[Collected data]
--- START ---

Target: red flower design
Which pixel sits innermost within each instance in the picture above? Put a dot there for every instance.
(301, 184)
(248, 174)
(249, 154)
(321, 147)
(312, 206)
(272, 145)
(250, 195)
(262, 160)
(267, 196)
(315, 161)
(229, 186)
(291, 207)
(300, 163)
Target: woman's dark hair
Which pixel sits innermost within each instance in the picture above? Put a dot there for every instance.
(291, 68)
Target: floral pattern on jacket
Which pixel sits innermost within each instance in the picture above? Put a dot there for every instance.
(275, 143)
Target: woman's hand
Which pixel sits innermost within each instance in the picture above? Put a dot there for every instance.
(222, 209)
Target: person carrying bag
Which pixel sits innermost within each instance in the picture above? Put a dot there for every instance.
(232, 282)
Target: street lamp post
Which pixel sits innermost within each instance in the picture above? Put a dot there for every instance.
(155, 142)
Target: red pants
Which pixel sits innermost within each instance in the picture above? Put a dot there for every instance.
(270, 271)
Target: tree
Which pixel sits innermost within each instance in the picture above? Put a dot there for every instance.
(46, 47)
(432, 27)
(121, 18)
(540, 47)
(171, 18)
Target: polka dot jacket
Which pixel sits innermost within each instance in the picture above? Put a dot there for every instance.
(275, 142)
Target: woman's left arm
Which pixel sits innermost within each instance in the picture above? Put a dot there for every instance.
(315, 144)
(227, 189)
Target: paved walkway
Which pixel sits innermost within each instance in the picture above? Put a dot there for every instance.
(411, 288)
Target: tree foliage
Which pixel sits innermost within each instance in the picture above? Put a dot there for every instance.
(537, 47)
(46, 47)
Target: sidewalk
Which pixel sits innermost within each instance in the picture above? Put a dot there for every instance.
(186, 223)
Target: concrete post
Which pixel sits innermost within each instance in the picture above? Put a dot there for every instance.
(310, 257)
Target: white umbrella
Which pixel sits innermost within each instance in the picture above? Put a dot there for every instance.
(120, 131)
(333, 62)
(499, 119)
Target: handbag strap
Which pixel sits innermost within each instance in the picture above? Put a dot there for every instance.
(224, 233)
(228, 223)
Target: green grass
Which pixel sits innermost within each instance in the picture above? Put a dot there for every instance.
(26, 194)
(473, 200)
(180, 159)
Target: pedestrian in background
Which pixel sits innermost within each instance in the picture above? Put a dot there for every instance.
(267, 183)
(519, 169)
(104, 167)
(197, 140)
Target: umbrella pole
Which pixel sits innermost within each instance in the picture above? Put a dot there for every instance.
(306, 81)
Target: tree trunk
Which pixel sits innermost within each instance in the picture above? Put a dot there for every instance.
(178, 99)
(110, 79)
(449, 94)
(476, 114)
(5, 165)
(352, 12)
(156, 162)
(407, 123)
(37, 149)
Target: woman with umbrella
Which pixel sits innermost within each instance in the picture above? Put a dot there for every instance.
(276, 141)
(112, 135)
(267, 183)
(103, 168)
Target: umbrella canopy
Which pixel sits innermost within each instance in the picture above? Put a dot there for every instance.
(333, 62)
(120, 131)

--- END ---

Brief: All records should be returned verbatim, none left out.

Solution for this exercise:
Target: red flower design
Which pixel sits innermost within each instance in the picture above? Put a dot there for every instance.
(301, 184)
(248, 174)
(249, 154)
(321, 147)
(312, 206)
(272, 145)
(250, 195)
(262, 160)
(267, 196)
(315, 161)
(229, 186)
(291, 207)
(300, 163)
Target: woman's dark hair
Which pixel sits innermost within each instance in the picture above? Put a dot there for every instance.
(291, 68)
Target: floral pattern on jacket
Which pixel sits innermost within each instance in the picture above? Put a dot there for every instance.
(275, 143)
Target: woman's hand
Which pixel sits innermost within each instance in the picture above? Put a dot there for every instance.
(222, 209)
Target: person carrying bag
Which pixel sits innermost within each instance in the picture above? Put a dot there for every instance.
(232, 282)
Target: street lamp post
Which pixel sits innermost within each instance in the picture above? Put a dot there for every instance.
(155, 142)
Target: red pants
Which pixel sits innermost within each instance in the picture above? Put a dot there for every instance.
(270, 271)
Target: tree
Which pixel sits innermost within each instance in the picture above? Put a dot there for every instance.
(46, 47)
(432, 27)
(121, 18)
(540, 47)
(171, 18)
Target: polka dot jacket
Which pixel sits innermost within each instance in the picture above? Put a dot there for every instance.
(275, 142)
Target: woman's left arm
Which pixel sits innermost within each instance in the picture above? Put a dot there for every instance.
(315, 144)
(227, 189)
Target: paved walkway
Which pixel sits innermost within each instance in the picture above? Put a dot there for every instance.
(411, 288)
Target: tree foliage
Which pixel sits innermost within each instance in the picture above? Put a dot there for every instance.
(537, 47)
(46, 47)
Target: sidewalk
Which pixel sits innermost within each instance in the picture above? Put a dot there for every instance.
(186, 223)
Target: concrete post
Which pixel sits innermost within each instance in the picture above? Put a dot there for every instance.
(310, 257)
Target: white umbrella
Which pixel sits innermost within each instance in the picture above? Put a dot there for every instance.
(120, 131)
(333, 62)
(499, 119)
Target: handbag strap
Which pixel sits innermost within each instance in the picture above? Put a dot there for every instance.
(224, 233)
(228, 223)
Target: green grass
Which pixel sits innermost within each instance in the picture above? Put a dot there for every instance.
(26, 194)
(473, 200)
(180, 159)
Target: pedestrian in background
Which pixel sits innermost within each instance in the picture above? Put a dot there for every instance.
(267, 183)
(519, 169)
(104, 167)
(197, 140)
Target: umbrella pole
Which pixel sits innermost within each instance in the picture above? Put a dot there for every instance.
(306, 81)
Target: tree trunk
Which pixel sits innermost within each instance in the picture above? Put a dot there for every instance.
(178, 99)
(110, 79)
(449, 94)
(476, 114)
(5, 165)
(352, 12)
(156, 162)
(407, 123)
(37, 149)
Target: woman with umbrella
Which pixel sits innermost within each instance in the picture above? Put a dot there for every instance.
(276, 141)
(112, 135)
(267, 183)
(103, 168)
Target: umbrella canopy
Which pixel sits innermost within each instance in the picture above? Put a dot there for every instance.
(333, 62)
(120, 131)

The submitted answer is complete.